** Opening Records supplied block **

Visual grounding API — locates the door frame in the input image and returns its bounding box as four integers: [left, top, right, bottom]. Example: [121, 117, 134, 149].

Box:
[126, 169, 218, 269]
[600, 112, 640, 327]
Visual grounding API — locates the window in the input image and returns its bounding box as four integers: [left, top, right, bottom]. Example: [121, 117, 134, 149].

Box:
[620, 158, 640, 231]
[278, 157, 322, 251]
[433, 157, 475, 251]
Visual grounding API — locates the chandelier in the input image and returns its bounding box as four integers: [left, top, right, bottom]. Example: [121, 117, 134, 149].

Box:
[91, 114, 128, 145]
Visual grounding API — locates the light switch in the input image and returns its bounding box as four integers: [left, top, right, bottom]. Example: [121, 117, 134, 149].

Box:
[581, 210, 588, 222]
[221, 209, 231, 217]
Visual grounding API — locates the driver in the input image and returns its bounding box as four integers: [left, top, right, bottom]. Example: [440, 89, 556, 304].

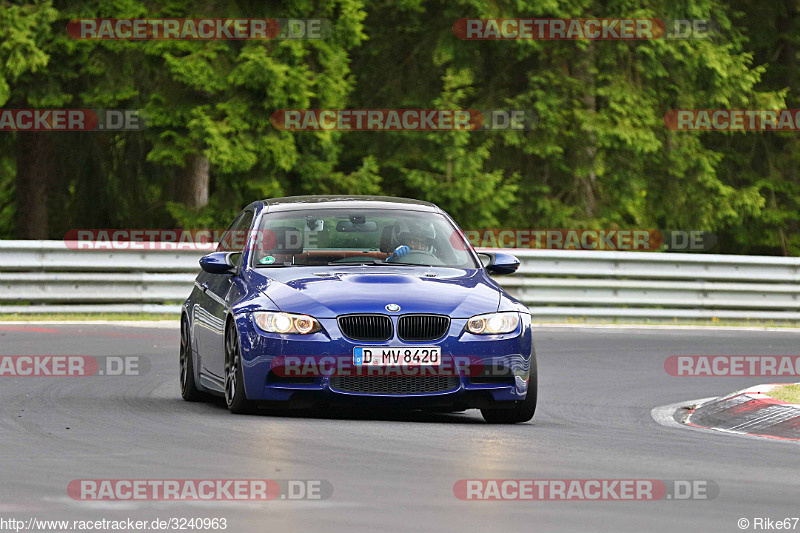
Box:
[386, 221, 436, 262]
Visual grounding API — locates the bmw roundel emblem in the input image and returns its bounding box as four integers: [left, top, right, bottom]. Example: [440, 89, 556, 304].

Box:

** Closing Records supplied block **

## What to work on
Look back at the data above. Transcribe exactly the lines starting at the line that contains "Visual grounding API — locates the chandelier" and ending at the line that contains "Visual grounding API — locates the light".

## Response for this exercise
Visual grounding API — locates the chandelier in the input image and returns its bounding box as four integers: [left, top, right, bottom]. Example: [121, 117, 134, 149].

Box:
[91, 114, 128, 145]
Visual grounding API — locates the light switch in the input image and returns its bounding box as four integers: [left, top, right, bottom]. Example: [121, 117, 134, 149].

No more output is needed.